═════ Source passage

The UK

2018 – England

An eyewitness went to 25 English farms and saw cruelty at every single one of them.

When sheep panicked while they were being pinned down, the shearers stamped and stood on their heads and necks, squeezed their throats, and kicked them in the abdomen. They threw sheep around, twisted their necks and legs, and slammed their heads and bodies into the wooden floors.

Shearers also violently punched sheep in the face and beat and jabbed them in the head with clippers.

Shearers violently punched sheep in the face and beat and jabbed them in the head with clippers.

Abuse has been documented at all 49 UK farms and shearing sheds visited by investigators.

After watching the footage, Clive Phillips, a professor of animal welfare at the University of Queensland, said the following:

Throwing sheep from a significant height … when they are in a state of extreme distress is likely to result in injury to the sheep, broken limbs, neck etc. … Such an experience undoubtedly constitutes suffering on the part of the sheep. [These actions were] deliberately inflicted and lasted for more than just a short period of time.

══════════

_Problem description_
Repeat word for word the part of the sheep-shearing passage between "An eyewitness went" and "visited by investigators.", inclusive.

═════ Supplied data

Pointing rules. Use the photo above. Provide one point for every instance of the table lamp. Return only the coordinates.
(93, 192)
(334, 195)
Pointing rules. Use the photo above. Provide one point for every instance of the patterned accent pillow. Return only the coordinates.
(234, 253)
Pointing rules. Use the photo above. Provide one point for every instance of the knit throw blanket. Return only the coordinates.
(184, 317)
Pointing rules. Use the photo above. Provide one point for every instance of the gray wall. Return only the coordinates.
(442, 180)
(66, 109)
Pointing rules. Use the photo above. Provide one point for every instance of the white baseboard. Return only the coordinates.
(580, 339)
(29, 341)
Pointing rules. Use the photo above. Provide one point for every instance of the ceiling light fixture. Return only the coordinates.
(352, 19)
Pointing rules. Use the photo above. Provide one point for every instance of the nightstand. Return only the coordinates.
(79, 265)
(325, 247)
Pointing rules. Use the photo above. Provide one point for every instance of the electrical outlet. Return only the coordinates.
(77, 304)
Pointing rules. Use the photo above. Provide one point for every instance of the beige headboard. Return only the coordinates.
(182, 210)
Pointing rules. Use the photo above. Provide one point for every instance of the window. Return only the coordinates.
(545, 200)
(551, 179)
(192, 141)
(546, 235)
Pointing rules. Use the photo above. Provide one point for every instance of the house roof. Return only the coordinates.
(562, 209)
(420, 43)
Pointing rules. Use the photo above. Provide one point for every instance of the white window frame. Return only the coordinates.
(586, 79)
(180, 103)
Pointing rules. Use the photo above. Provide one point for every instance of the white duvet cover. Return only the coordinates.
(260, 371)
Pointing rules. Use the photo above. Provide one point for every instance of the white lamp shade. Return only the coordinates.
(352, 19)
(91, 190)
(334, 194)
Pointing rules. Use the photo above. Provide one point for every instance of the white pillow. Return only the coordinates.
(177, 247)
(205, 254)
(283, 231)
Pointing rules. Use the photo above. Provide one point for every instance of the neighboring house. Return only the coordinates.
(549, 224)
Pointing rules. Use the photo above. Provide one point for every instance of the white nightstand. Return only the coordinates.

══════════

_Answer box_
An eyewitness went to 25 English farms and saw cruelty at every single one of them.

When sheep panicked while they were being pinned down, the shearers stamped and stood on their heads and necks, squeezed their throats, and kicked them in the abdomen. They threw sheep around, twisted their necks and legs, and slammed their heads and bodies into the wooden floors.

Shearers also violently punched sheep in the face and beat and jabbed them in the head with clippers.

Shearers violently punched sheep in the face and beat and jabbed them in the head with clippers.

Abuse has been documented at all 49 UK farms and shearing sheds visited by investigators.